▸ **WHAT IS BEING ASKED**: Convert every line of the entries below into a JSON list of strings, one string per line, and leave out any blank lines.

Point annotation dataset entries:
++++++++

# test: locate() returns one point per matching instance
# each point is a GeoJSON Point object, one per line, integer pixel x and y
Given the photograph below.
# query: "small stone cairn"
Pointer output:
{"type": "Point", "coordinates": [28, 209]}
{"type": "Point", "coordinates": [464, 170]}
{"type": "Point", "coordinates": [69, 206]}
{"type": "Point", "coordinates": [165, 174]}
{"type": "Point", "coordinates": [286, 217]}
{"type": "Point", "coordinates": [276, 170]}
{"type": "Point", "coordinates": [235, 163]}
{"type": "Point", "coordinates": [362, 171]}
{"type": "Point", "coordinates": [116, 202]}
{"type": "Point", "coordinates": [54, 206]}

++++++++

▸ **RESULT OF THIS EXERCISE**:
[
  "# test: locate() returns one point per matching instance",
  "# each point is a GeoJSON Point object, one per line, integer pixel x and y",
  "Given the photograph below.",
  "# query: \"small stone cairn\"",
  "Pointer output:",
  "{\"type\": \"Point\", \"coordinates\": [28, 209]}",
  "{\"type\": \"Point\", \"coordinates\": [464, 170]}",
  "{\"type\": \"Point\", \"coordinates\": [69, 206]}",
  "{\"type\": \"Point\", \"coordinates\": [165, 174]}",
  "{\"type\": \"Point\", \"coordinates\": [286, 217]}",
  "{\"type\": \"Point\", \"coordinates\": [276, 170]}",
  "{\"type\": \"Point\", \"coordinates\": [235, 163]}",
  "{\"type\": \"Point\", \"coordinates\": [362, 171]}",
  "{\"type\": \"Point\", \"coordinates\": [116, 202]}",
  "{\"type\": \"Point\", \"coordinates\": [54, 206]}"
]